**Aufgabe 1**
Nenne alle Adjektive, die im Text über die Frankfurter Buchmesse im Absatz ab „Wer wollte, hätte ewig dahingleiten können“ unmittelbar vor einem Substantiv oder vor einem weiteren Adjektiv stehen. Zahlwörter zählen dabei nicht.
**Aufgabe 2**
Zeige jede Zeile der Datensätze, in der die Zeichenfolge „grass“ vorkommt.

**Textauszug**
────────────────────

# taz.de -- Frankfurter Buchmesse ist zuende: Eindrücke von einem Un-Ort
       
       > Die Buchmesse ist vorbei. Sie hatte das Flair einer Flughafen-Shopping
       > Mall. Autoren standen verloren herum - Bücher ungerührt in den Regalen.
       > Eindrücke einer Erstbesucherin.
       
 (IMG) Bild: Die Bücher strahlten eine eigentümliche Ruhe aus, ganz im Gegensatz zu den wimmelnden Besuchern
       
       Wer wollte, hätte ewig dahingleiten können auf den geräuschlosen
       Rollbändern, die steilen Rolltreppen hinauf- und hinunterfahren und durch
       die breiten Fensterfronten auf das Karree der vier Messehallen blicken, in
       deren Mitte, auf einer riesigen steinernen Freifläche, Menschen klein wie
       Ameisen umherlaufen. Vielleicht macht es die Größe der Buchmesse, dass man
       mit den roten Drehkreuzen am Eingang auch das Empfinden für Zeit und Alltag
       hinter sich lässt.
       
       Nicht-Orte nennt der französische Anthropologe Marc Augé solche Orte, in
       denen Leben und Kommunikation sich in einer Art Dauertransit auflösen.

────────────────────

Auszug aus einer Datendatei:
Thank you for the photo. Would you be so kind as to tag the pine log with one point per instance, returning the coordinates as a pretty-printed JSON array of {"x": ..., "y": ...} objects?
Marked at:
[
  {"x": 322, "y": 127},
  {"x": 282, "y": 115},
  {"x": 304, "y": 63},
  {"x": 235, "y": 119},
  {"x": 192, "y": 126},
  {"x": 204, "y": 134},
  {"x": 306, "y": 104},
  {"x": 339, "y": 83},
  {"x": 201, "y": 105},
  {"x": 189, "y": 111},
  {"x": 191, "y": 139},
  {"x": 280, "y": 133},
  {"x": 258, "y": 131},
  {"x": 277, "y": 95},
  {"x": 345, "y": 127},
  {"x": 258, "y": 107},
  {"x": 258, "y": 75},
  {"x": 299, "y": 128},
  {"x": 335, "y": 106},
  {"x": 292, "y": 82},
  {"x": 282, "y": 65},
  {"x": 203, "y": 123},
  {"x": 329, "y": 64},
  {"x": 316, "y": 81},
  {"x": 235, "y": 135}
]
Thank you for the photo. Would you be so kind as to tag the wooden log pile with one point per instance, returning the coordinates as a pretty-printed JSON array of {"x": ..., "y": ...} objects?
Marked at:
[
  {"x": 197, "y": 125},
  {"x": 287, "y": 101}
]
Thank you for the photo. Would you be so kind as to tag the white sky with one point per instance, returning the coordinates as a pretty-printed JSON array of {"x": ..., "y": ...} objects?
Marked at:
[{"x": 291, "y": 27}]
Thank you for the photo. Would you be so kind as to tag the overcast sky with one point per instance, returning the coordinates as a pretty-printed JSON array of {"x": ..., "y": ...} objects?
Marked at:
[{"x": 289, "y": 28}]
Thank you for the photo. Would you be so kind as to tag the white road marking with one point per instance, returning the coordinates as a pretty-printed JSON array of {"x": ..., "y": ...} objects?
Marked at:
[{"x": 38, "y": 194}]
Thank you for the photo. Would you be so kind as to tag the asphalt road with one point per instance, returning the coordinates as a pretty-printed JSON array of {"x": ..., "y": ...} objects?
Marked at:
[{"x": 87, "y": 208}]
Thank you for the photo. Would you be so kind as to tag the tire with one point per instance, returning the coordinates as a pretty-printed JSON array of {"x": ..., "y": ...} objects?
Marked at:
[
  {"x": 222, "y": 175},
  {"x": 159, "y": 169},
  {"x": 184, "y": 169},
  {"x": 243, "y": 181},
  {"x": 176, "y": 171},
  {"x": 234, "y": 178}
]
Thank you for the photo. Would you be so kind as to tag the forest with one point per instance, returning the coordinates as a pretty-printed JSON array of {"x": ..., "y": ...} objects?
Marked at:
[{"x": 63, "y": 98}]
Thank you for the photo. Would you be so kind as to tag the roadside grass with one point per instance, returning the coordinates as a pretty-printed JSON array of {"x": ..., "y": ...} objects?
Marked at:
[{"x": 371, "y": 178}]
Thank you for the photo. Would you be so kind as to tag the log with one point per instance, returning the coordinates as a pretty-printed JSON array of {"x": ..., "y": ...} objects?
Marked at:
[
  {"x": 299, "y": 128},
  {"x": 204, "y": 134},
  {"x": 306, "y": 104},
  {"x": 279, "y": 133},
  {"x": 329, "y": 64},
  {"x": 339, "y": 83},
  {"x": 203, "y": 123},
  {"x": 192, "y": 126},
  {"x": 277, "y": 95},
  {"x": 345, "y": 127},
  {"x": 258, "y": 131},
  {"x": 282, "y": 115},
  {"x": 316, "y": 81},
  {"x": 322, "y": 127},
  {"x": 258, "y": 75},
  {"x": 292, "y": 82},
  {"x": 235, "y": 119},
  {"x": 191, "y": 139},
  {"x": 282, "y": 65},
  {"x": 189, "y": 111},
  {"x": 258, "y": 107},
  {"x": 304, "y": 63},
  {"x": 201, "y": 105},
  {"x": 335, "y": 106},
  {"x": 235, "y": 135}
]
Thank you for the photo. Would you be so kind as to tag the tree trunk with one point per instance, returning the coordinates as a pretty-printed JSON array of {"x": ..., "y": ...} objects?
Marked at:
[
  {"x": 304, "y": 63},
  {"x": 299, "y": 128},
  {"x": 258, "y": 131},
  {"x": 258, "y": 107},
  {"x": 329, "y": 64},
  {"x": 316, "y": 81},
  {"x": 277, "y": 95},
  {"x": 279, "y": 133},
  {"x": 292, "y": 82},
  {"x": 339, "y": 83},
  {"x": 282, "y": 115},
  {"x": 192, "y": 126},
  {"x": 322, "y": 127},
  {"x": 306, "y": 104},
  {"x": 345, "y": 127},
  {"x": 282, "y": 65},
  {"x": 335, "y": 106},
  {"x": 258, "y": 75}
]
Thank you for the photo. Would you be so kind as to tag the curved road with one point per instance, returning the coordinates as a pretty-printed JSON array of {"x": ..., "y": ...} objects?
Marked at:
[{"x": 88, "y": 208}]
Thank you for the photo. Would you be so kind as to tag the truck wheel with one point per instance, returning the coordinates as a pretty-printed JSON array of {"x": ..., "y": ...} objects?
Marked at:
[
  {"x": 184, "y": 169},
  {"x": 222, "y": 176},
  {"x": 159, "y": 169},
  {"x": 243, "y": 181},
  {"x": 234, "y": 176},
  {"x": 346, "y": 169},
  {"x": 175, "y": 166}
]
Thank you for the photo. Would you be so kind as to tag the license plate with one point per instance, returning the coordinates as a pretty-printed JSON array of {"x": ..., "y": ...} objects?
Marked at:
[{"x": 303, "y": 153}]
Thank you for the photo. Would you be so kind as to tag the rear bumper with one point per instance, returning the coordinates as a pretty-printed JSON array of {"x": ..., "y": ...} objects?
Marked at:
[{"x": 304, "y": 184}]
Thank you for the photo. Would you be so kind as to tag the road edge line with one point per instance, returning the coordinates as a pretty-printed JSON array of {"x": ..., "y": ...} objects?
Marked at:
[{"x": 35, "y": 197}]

────────────────────

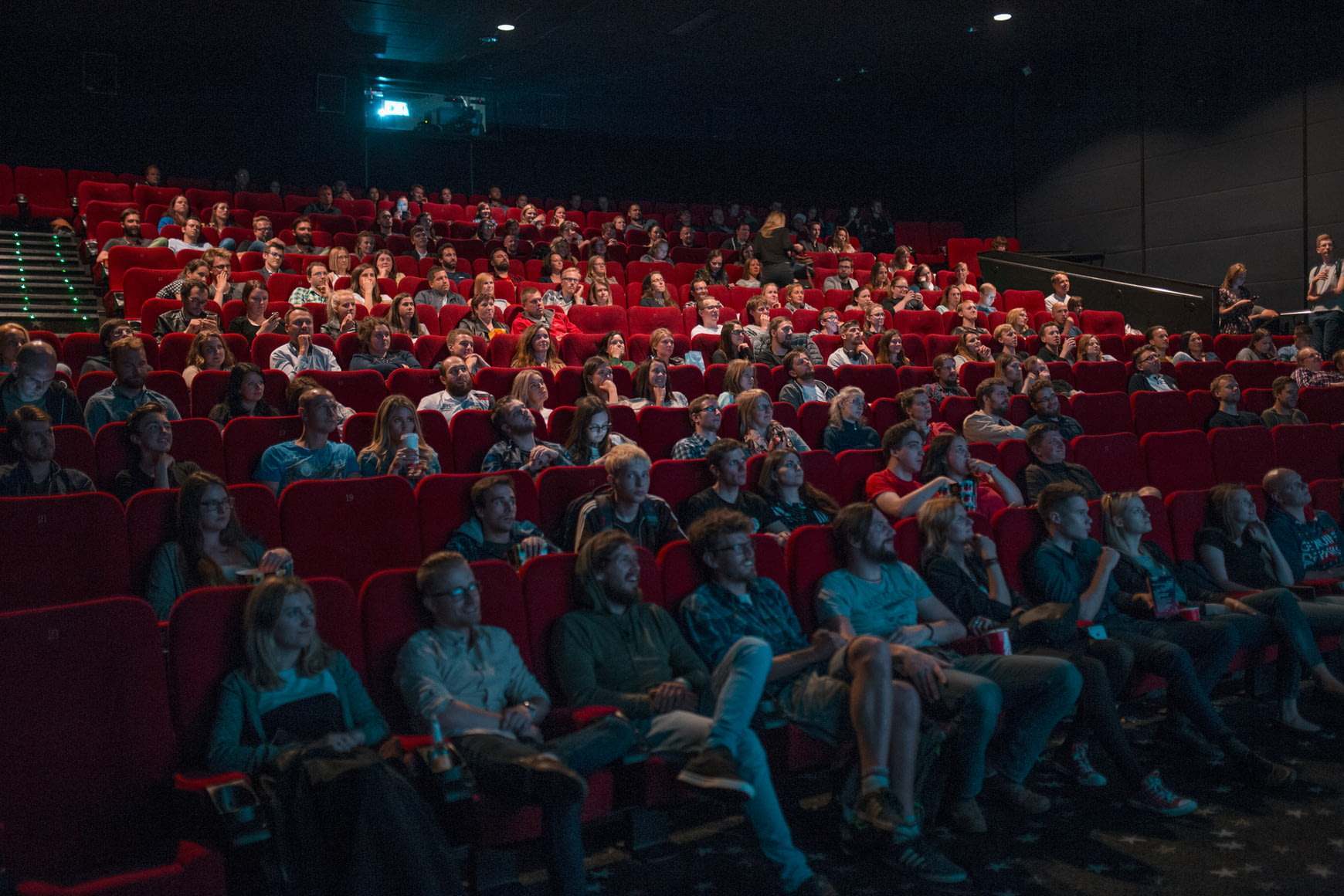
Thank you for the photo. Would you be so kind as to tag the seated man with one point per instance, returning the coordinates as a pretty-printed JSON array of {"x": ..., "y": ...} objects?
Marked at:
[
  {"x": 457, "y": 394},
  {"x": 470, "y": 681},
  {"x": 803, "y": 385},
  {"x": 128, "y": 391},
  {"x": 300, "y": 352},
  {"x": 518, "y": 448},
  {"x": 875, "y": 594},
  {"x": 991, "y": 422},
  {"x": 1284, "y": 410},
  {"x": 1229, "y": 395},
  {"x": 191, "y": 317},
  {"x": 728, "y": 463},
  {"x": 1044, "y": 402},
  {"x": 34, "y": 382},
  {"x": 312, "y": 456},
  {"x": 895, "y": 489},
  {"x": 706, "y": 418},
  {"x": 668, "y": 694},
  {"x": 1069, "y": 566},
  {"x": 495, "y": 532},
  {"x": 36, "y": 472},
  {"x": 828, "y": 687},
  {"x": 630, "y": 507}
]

────────────────────

**Richtige Lösung 1**
geräuschlosen (Rollbändern), steilen (Rolltreppen), breiten (Fensterfronten), riesigen (steinernen Freifläche), steinernen (Freifläche), roten (Drehkreuzen)

**Richtige Lösung 2**
Thank you for the photo. Would you be so kind as to tag the roadside grass with one point per instance, returning the coordinates as a pretty-printed JSON array of {"x": ..., "y": ...} objects?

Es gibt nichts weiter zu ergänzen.